──────── RECORDS TO PROCESS

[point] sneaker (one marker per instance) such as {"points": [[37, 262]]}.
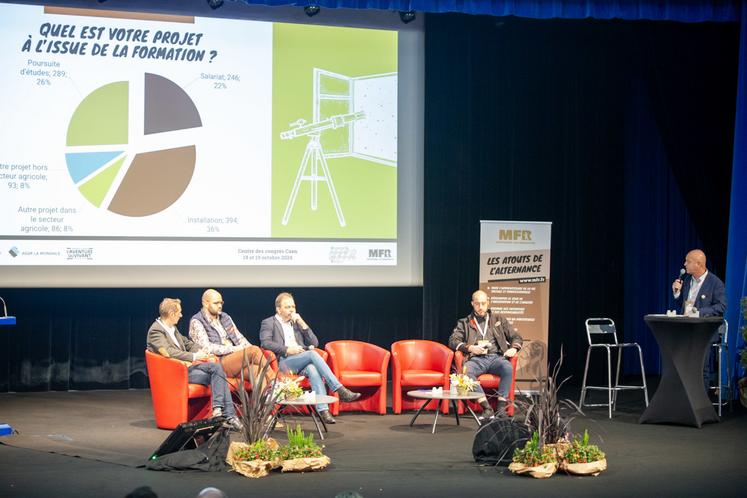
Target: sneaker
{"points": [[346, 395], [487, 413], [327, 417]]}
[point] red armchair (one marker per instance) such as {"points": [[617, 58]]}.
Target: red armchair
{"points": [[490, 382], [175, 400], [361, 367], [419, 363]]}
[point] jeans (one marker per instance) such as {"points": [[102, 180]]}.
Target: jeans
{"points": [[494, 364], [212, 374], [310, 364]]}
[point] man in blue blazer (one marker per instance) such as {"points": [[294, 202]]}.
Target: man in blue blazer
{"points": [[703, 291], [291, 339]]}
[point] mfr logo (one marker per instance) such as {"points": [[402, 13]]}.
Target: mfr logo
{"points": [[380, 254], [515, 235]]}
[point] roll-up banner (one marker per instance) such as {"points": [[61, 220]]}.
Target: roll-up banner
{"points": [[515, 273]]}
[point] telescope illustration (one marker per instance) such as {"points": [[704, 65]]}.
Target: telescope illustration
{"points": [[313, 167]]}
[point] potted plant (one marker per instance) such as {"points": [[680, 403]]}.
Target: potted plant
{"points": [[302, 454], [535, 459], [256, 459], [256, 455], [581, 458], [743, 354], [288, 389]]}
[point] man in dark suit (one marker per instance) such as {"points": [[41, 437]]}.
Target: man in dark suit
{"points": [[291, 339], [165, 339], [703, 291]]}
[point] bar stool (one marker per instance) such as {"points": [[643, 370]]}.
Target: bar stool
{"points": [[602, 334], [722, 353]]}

────────────────
──────── RECORDS TO PROCESS

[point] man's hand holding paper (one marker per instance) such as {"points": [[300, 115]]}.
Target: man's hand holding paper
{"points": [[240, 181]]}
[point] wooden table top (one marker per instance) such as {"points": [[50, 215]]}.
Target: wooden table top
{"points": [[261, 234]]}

────────────────

◆ INSTRUCTIONS TO FOLLOW
In the material above, how many lines contain the string "marker"? Respond with that number by itself.

◆ SOLUTION TO THIS EXERCISE
12